Copy the ladle-and-spring problem below word for word, from its opening sentence through its final line.

Article |

■ ■ ■ ■

A 0.30 kgladle sliding on a horizontal frictionless surface is attached to one end of a horizontal spring $\left(k=500N/m\right)$ whose other end is fixed. The ladle has a kinetic energy of 10 J as it passes through its equilibrium position (the point at which the spring force is zero). (a) At what rate is the spring doing work on the ladle as the ladle passes through its equilibrium position? (b) At what rate is the spring doing work on the ladle when the spring is compressed 0.10 mand the ladle is moving away from the equilibrium position?

The mass of the ladle m = 0.30 kg

The spring constant of the spring k = 500 N/m

The KE of the ladle at equilibrium (spring force = 0) is E = 10 J.

■ ■ ■ ■

Data lines |
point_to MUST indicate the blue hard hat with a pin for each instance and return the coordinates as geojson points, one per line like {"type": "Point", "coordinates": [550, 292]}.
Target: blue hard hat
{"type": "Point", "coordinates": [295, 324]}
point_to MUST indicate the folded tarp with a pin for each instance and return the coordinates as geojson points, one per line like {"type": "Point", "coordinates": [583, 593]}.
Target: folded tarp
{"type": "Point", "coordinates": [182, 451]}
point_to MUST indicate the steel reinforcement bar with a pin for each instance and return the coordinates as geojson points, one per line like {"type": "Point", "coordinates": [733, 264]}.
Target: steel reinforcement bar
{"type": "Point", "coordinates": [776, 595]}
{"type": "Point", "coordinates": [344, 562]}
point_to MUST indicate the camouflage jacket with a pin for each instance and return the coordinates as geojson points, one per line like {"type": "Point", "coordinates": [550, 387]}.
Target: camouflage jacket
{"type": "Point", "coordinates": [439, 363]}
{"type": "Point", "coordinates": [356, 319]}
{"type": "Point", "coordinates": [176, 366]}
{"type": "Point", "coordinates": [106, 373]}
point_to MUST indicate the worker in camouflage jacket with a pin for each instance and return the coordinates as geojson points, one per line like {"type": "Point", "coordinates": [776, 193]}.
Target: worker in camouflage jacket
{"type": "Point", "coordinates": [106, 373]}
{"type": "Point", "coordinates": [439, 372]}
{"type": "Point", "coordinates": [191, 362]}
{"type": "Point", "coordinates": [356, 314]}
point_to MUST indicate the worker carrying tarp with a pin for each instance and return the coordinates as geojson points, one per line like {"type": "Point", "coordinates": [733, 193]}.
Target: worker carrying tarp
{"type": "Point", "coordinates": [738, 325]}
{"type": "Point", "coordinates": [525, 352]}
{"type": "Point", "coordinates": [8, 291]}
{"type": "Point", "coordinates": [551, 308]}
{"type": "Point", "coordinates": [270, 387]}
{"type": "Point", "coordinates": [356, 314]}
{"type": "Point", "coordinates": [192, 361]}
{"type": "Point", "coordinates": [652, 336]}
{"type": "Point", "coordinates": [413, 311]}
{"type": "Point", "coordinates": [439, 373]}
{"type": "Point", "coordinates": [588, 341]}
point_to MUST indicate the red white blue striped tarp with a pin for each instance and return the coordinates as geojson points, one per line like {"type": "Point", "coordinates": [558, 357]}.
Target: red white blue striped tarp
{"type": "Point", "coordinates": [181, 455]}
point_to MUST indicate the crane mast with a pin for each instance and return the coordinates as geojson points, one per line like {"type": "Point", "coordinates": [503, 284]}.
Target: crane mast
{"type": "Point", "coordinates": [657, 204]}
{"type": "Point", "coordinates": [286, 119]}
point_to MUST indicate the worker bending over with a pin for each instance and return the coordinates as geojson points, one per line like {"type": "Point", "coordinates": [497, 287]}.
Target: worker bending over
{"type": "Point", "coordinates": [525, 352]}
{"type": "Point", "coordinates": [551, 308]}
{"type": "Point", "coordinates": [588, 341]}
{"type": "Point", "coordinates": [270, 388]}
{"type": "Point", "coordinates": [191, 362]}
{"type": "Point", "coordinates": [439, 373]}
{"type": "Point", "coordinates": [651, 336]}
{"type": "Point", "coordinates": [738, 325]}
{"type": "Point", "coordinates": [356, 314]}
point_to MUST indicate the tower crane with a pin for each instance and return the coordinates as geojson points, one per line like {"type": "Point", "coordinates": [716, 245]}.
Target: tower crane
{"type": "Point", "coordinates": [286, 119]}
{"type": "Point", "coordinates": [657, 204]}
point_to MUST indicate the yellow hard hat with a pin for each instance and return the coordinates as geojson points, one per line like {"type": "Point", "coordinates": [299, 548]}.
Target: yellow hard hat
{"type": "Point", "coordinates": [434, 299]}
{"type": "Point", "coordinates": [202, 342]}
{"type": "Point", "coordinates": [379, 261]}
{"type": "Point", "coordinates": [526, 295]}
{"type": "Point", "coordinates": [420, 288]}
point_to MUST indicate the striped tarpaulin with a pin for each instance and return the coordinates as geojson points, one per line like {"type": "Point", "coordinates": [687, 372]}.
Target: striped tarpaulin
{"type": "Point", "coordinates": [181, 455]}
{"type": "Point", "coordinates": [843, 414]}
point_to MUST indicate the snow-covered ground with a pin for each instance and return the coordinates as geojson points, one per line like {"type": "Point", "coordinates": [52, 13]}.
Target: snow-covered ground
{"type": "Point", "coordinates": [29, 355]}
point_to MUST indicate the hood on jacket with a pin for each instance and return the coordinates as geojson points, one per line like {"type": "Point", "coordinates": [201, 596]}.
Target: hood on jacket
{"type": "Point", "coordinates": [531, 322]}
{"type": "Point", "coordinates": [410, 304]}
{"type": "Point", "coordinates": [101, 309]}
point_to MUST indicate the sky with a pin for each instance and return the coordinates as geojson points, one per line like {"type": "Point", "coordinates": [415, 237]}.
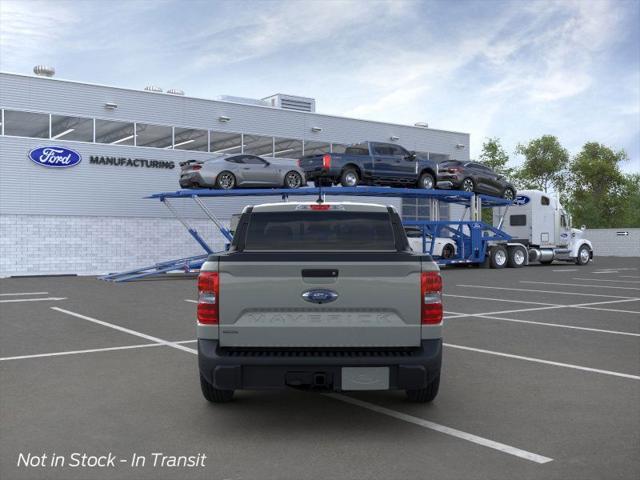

■ ■ ■ ■

Exercise answer |
A 0.30 kgladle sliding on a horizontal frictionless surface is attached to one end of a horizontal spring $\left(k=500N/m\right)$ whose other end is fixed. The ladle has a kinetic energy of 10 J as it passes through its equilibrium position (the point at which the spring force is zero). (a) At what rate is the spring doing work on the ladle as the ladle passes through its equilibrium position? (b) At what rate is the spring doing work on the ladle when the spring is compressed 0.10 mand the ladle is moving away from the equilibrium position?

The mass of the ladle m = 0.30 kg

The spring constant of the spring k = 500 N/m

The KE of the ladle at equilibrium (spring force = 0) is E = 10 J.